__Your instructions__
Copy out word for word the lines of the records below, from the line with "Locate the tree" to the line with "Locate the blurred", including both of those lines.

__Supplied records__
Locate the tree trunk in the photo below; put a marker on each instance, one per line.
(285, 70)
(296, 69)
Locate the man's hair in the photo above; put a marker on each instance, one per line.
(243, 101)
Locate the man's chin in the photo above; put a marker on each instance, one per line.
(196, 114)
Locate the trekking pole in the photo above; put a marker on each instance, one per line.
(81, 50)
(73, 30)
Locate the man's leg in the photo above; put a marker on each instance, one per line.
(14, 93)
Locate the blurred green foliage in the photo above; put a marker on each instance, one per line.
==
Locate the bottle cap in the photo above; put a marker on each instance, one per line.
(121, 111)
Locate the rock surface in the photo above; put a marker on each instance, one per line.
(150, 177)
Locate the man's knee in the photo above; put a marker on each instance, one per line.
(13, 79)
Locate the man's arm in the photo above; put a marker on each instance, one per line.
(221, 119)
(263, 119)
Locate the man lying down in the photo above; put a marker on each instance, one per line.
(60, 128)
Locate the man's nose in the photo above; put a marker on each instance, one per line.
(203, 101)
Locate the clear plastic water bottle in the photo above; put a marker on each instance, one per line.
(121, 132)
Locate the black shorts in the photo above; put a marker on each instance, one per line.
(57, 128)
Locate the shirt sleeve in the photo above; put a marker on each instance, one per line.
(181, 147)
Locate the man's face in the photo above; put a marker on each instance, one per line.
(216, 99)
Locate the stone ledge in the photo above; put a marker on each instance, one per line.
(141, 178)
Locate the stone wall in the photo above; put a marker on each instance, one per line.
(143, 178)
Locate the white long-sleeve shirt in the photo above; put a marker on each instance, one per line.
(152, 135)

__Solution for this task__
Locate the tree trunk in the photo below; put a marker on each instance, one per line.
(285, 70)
(296, 69)
Locate the man's hair in the photo above; put a marker on each instance, one per line.
(243, 101)
Locate the man's chin in the photo above; put a marker on each instance, one per line.
(196, 114)
Locate the trekking pole in the photo above; put a marker on each instance, one per line.
(81, 50)
(73, 30)
Locate the man's leg in the photo above; put a marker on each instance, one per line.
(14, 93)
Locate the blurred green foliage in the photo above; put a marker on each instance, one per line.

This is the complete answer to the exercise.